§ 指示
ウィンカーリレー交換についての本文をもとに、次の問いに答えなさい。
1. フロントとリアの球はそれぞれ何Wですか。
2. 取説では球は何Wとされていますか。
3. 「輸入屋ビーマー」さんから送ってもらったものは何ですか。

だから熱が回って本来のクリアランスを得るまで暖機運転が必要だ


今回またはだかにしたのは

どうもウィンカーの点滅が怪しくて

リレーを交換することにしたからだ

球はフロントに10W、リアに19W

取説ではすべて21Wなので全体的に電力が低い

それなのに一発目の発光までに1テンポ間が開く

前を19Wにするとなんと点灯も点滅もできない



レギュレーターとライトリレーとかの間になんだか怪しい空間がある

DENSOの黒い2ピンのウィンカーリレーらしいやつが

結束バンドで固定されている


こんなに早くまたお世話になるとは思わなかった「輸入屋ビーマー」さんに

純正の3ピンウィンカーリレーを送ってもらった



思ったとおりこれで治った

スイッチONと同時にウィンカーが点灯する



「ソロツーリストの旅ログ」

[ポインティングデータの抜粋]
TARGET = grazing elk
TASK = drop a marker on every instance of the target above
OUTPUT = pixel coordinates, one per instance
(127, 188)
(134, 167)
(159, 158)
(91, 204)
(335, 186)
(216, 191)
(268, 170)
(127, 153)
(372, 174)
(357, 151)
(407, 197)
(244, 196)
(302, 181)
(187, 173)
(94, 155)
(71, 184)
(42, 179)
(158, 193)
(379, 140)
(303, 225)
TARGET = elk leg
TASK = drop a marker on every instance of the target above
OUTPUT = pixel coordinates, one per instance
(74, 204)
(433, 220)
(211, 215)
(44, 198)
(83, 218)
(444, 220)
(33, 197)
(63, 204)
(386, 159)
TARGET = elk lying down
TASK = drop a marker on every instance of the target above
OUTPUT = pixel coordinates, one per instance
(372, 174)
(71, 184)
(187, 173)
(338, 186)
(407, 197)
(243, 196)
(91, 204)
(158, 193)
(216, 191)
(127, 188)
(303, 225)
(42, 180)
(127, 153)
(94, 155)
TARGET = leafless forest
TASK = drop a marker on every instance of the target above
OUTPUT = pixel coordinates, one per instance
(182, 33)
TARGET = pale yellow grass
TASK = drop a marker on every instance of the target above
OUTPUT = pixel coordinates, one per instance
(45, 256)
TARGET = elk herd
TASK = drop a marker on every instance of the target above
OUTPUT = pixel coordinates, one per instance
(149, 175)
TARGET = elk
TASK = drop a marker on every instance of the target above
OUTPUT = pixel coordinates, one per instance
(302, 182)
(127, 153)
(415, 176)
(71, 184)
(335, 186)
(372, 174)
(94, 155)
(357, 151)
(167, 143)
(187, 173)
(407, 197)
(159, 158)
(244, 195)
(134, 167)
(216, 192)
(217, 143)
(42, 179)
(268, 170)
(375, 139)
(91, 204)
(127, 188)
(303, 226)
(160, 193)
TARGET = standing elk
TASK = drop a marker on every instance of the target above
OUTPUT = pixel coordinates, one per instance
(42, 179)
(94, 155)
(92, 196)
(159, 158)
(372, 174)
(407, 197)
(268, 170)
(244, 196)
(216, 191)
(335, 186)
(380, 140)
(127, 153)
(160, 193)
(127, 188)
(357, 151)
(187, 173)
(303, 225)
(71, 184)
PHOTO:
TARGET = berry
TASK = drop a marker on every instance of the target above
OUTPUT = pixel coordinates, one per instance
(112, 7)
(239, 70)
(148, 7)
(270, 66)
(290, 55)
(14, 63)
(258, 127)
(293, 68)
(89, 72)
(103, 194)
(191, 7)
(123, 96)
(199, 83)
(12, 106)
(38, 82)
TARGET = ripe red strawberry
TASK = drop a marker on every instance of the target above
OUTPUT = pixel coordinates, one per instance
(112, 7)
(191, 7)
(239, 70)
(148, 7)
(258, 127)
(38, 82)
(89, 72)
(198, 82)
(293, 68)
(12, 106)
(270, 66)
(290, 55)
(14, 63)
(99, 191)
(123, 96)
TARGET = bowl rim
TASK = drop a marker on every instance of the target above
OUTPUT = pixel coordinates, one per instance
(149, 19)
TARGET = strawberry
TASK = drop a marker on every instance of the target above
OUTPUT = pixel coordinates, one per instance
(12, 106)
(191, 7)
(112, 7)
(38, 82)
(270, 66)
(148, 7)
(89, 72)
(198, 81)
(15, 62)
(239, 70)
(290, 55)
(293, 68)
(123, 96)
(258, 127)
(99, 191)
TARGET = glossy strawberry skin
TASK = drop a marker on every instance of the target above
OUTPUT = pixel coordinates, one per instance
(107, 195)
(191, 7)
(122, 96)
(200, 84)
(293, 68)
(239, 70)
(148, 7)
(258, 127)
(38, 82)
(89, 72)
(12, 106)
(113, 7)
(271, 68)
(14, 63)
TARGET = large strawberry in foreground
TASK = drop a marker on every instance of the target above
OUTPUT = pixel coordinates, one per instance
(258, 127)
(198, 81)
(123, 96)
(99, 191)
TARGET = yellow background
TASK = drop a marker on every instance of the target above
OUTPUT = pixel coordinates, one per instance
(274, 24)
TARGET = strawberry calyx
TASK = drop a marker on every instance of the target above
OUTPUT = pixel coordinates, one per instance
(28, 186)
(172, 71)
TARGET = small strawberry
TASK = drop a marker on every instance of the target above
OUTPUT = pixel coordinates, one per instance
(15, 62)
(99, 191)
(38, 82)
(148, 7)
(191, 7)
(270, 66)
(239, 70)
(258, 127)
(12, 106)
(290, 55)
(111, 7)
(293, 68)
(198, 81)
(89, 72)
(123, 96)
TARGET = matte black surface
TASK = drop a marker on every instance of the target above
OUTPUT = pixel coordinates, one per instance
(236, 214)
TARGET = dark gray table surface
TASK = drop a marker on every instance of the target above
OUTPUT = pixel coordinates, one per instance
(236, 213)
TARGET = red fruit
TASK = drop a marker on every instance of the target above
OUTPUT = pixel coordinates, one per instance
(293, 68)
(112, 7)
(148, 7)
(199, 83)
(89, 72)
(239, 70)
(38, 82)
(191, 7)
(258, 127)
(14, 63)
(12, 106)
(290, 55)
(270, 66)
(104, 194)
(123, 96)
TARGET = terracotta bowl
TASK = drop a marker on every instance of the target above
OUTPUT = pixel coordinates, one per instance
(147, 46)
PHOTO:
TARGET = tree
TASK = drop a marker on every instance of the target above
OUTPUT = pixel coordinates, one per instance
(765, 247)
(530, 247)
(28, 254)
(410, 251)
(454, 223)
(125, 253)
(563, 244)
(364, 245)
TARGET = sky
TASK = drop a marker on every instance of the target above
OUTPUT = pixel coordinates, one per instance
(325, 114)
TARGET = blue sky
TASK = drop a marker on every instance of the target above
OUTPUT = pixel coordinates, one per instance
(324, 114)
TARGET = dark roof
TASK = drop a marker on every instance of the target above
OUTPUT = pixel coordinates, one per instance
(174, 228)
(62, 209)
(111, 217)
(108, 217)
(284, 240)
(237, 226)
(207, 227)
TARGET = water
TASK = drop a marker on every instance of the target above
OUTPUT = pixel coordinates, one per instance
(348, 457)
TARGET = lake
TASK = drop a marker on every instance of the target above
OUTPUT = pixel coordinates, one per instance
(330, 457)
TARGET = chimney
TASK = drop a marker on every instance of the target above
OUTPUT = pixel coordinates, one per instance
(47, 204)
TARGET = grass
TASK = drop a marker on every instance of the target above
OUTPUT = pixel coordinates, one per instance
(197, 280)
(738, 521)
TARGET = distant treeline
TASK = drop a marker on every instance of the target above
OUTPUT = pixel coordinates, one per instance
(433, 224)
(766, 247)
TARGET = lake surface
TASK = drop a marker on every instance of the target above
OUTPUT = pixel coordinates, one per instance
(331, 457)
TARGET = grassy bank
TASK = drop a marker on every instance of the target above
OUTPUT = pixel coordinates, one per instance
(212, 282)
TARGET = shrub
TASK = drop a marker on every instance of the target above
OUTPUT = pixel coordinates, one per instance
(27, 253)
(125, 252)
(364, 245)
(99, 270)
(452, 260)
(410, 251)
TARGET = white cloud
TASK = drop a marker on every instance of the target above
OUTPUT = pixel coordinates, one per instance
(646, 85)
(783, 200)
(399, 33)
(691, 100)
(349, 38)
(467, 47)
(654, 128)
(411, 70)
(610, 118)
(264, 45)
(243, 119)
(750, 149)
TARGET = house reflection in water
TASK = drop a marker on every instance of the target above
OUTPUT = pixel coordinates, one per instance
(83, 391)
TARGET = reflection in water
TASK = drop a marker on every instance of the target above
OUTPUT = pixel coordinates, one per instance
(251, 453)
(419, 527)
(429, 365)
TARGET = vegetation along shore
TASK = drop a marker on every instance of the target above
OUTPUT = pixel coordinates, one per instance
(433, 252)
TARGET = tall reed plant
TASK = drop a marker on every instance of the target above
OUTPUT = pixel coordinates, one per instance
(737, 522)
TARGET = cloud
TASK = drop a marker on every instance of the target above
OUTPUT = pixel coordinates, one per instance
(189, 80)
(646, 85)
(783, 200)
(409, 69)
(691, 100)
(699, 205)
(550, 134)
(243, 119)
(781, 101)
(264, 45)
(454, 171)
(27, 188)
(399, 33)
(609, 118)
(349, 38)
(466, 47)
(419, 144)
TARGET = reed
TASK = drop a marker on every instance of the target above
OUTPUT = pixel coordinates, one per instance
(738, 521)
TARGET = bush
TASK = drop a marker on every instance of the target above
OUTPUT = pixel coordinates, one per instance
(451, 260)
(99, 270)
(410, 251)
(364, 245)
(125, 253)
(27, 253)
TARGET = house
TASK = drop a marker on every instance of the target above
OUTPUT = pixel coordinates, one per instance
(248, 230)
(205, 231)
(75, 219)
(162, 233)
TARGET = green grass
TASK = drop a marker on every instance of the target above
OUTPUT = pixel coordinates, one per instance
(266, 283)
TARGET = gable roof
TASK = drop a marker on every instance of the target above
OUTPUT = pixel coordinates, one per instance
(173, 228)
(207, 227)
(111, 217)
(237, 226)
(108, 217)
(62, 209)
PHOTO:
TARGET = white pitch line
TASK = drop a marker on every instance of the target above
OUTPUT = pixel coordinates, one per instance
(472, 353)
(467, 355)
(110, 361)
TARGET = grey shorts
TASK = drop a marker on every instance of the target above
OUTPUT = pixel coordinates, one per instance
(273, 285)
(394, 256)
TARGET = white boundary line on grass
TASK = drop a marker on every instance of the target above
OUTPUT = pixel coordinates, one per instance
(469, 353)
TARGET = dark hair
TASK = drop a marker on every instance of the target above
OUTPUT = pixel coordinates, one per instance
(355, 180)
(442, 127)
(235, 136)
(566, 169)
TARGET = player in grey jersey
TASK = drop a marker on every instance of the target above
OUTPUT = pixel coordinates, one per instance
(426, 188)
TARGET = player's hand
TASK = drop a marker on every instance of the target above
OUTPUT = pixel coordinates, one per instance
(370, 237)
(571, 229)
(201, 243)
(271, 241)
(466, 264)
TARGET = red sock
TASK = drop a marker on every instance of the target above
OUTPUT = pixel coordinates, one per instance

§ 正答
1. フロントは10W、リアは19W。
2. すべて21W。
3. 純正の3ピンウィンカーリレー。